• [What is needed] Can you output all of the data below again, line for line and with no changes?

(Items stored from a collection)

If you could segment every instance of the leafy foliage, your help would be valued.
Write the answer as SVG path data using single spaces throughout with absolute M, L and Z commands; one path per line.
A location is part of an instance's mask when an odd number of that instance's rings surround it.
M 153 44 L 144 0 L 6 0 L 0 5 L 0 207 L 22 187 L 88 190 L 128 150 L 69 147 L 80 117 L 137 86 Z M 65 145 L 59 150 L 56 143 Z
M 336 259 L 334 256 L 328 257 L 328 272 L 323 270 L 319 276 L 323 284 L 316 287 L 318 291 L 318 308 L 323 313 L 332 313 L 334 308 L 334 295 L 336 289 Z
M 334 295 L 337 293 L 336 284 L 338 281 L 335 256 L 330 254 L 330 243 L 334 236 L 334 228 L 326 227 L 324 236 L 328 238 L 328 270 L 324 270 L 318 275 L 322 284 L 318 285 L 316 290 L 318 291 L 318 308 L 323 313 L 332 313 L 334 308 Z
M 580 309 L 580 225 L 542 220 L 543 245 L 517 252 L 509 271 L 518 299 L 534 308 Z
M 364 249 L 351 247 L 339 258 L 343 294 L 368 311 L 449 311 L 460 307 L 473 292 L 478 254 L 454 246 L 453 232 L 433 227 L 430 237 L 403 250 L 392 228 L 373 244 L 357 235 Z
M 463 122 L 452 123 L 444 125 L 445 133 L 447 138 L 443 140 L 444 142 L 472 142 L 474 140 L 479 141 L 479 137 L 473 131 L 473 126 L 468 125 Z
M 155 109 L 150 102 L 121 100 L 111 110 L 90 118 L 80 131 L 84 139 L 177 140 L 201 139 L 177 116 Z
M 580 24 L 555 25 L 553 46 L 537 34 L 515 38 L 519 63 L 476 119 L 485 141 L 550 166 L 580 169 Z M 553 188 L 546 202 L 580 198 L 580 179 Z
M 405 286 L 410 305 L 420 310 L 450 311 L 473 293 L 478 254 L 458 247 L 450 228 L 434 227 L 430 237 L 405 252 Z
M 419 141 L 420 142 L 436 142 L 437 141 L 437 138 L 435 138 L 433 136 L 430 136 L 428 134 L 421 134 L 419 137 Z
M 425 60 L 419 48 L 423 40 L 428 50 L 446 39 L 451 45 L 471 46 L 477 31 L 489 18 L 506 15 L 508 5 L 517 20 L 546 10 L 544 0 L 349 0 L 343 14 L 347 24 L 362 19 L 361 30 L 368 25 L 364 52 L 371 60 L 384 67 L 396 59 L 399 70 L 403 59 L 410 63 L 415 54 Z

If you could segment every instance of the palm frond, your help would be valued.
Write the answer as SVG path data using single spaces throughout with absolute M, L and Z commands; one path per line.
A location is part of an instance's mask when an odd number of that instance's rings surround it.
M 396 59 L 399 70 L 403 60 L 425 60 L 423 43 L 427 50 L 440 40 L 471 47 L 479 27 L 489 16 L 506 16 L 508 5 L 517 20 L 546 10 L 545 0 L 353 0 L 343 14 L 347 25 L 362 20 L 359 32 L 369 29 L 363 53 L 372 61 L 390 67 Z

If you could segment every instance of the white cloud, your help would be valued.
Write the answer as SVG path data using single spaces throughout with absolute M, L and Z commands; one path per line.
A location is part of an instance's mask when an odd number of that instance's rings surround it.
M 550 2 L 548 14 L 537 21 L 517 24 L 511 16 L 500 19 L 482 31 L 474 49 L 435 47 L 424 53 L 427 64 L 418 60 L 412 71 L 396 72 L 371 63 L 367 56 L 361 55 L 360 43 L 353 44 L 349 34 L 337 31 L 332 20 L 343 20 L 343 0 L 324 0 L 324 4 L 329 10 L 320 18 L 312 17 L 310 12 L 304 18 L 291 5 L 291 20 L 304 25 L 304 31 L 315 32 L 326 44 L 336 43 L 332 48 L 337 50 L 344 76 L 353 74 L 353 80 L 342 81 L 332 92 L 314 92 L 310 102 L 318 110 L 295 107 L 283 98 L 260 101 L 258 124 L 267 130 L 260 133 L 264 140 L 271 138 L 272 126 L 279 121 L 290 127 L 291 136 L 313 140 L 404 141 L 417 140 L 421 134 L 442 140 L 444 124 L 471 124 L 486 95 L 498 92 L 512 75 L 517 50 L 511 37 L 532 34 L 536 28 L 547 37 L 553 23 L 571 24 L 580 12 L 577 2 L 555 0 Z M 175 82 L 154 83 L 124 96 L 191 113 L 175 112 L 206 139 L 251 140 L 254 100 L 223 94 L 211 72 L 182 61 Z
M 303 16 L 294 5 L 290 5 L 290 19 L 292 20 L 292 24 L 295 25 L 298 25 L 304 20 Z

• [Complete response]
If you could segment every instance of the leafy foliage, your help would be valued.
Write the answer as SVG path data using single spaces throughout with absolute M, L and Z commands; one path per line.
A location is part of an instance's mask when an odd number of that instance's rings surround it.
M 153 44 L 144 0 L 6 0 L 0 5 L 0 207 L 22 187 L 88 190 L 128 150 L 69 147 L 80 117 L 137 86 Z M 65 145 L 59 150 L 56 143 Z
M 336 259 L 334 256 L 328 257 L 328 272 L 323 270 L 319 276 L 323 284 L 316 287 L 318 291 L 318 308 L 323 313 L 332 313 L 334 308 L 334 295 L 336 289 Z
M 334 295 L 337 293 L 336 284 L 338 281 L 335 256 L 330 254 L 330 243 L 334 236 L 334 228 L 326 227 L 324 236 L 328 238 L 328 270 L 324 270 L 318 275 L 322 284 L 318 285 L 316 290 L 318 291 L 318 308 L 323 313 L 332 313 L 334 308 Z
M 580 309 L 580 225 L 542 220 L 543 245 L 517 252 L 509 271 L 518 299 L 534 308 Z
M 364 249 L 351 247 L 339 258 L 343 294 L 368 311 L 449 311 L 460 307 L 473 292 L 478 254 L 454 246 L 453 232 L 433 227 L 430 237 L 403 250 L 392 228 L 373 244 L 357 235 Z
M 463 122 L 452 123 L 444 125 L 445 133 L 447 138 L 443 140 L 444 142 L 472 142 L 474 140 L 479 141 L 479 137 L 473 131 L 473 126 L 468 125 Z
M 155 109 L 150 102 L 121 100 L 111 110 L 90 118 L 80 131 L 84 139 L 177 140 L 201 139 L 177 116 Z
M 580 24 L 555 25 L 553 46 L 537 34 L 515 38 L 519 63 L 476 119 L 485 141 L 550 166 L 580 169 Z M 553 188 L 546 202 L 580 198 L 580 179 Z
M 405 286 L 410 305 L 420 310 L 450 311 L 473 293 L 478 254 L 458 247 L 450 228 L 434 227 L 430 237 L 405 252 Z
M 419 141 L 420 142 L 436 142 L 437 141 L 437 138 L 435 138 L 433 136 L 430 136 L 428 134 L 421 134 L 419 137 Z
M 425 60 L 419 48 L 423 40 L 428 50 L 446 39 L 451 45 L 471 46 L 477 31 L 489 18 L 506 15 L 508 5 L 517 20 L 546 10 L 544 0 L 349 0 L 343 14 L 347 24 L 362 19 L 361 30 L 368 25 L 364 52 L 371 60 L 384 67 L 396 59 L 399 70 L 403 59 L 410 63 L 415 54 Z

If you could segment every instance of the palm frond, your help would be valued.
Write the answer as SVG path data using single spaces throughout with absolute M, L and Z commands; one path per line.
A location is part of an instance's mask when an odd number of that instance's rings surround it.
M 396 59 L 399 70 L 403 60 L 425 60 L 423 43 L 427 50 L 440 40 L 471 47 L 479 27 L 489 16 L 506 16 L 508 5 L 517 20 L 546 10 L 545 0 L 353 0 L 343 14 L 347 25 L 362 20 L 359 32 L 369 29 L 363 53 L 372 61 L 390 67 Z

If you could segment every instance of the white cloud, your help would be valued.
Write the answer as SVG path data using single spaces throughout with absolute M, L and Z commands; one path per line.
A location is part of an instance's mask when an odd number of that instance's rings surround it.
M 550 2 L 548 14 L 537 21 L 517 24 L 511 16 L 500 19 L 482 31 L 474 49 L 435 47 L 424 53 L 427 64 L 418 60 L 412 71 L 396 72 L 371 63 L 367 56 L 361 55 L 360 43 L 353 44 L 349 34 L 337 31 L 332 20 L 343 20 L 343 0 L 324 0 L 324 4 L 329 10 L 320 18 L 312 17 L 310 12 L 304 18 L 291 5 L 291 20 L 304 25 L 304 31 L 315 32 L 326 44 L 336 43 L 332 48 L 337 50 L 344 76 L 353 74 L 353 80 L 342 81 L 332 92 L 314 92 L 310 102 L 318 110 L 295 107 L 283 98 L 260 101 L 258 124 L 267 130 L 260 133 L 264 140 L 271 138 L 272 126 L 279 121 L 290 127 L 291 136 L 313 140 L 404 141 L 417 140 L 421 134 L 442 140 L 444 124 L 471 124 L 486 95 L 498 92 L 512 75 L 517 50 L 511 37 L 532 34 L 536 28 L 547 37 L 553 23 L 571 24 L 580 12 L 577 2 L 555 0 Z M 175 82 L 154 83 L 124 96 L 191 113 L 175 112 L 206 139 L 251 140 L 254 100 L 223 94 L 211 72 L 182 61 Z
M 303 16 L 294 5 L 290 5 L 290 19 L 292 20 L 292 24 L 295 25 L 298 25 L 304 20 Z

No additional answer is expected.